Give only the number of lines in the records below that contain the string "textured". Matching is case-sensitive.

### EXCERPTED DATA

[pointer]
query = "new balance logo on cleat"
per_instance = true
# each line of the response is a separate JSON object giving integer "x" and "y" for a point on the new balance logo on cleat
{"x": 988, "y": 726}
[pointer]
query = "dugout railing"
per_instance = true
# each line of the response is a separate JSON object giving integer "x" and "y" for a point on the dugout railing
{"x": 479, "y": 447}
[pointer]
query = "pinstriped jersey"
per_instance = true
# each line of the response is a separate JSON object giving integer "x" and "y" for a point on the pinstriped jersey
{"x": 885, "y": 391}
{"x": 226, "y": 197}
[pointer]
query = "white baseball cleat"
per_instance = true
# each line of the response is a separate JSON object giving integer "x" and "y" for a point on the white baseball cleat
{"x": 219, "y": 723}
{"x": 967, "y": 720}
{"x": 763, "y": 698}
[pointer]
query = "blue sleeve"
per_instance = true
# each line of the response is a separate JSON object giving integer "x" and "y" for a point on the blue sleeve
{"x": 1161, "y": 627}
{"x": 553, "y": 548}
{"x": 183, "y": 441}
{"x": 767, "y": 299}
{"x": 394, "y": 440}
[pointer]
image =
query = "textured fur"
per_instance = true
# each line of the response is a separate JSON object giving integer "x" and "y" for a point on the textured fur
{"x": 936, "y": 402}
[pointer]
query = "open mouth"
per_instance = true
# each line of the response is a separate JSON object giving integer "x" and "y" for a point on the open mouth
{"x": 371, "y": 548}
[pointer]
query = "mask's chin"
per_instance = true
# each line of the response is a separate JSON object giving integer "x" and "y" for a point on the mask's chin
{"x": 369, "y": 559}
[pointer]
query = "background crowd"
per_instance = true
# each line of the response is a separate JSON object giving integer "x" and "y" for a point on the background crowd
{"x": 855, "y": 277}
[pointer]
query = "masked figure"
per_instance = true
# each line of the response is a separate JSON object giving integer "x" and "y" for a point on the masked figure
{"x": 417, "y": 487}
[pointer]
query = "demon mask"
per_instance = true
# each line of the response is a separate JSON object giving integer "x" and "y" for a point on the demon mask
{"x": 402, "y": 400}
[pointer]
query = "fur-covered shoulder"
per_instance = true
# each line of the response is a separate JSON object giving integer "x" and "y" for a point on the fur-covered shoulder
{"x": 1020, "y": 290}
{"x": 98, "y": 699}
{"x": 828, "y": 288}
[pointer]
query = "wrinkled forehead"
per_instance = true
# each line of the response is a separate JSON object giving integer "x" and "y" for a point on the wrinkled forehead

######

=== EXERCISE SOLUTION ===
2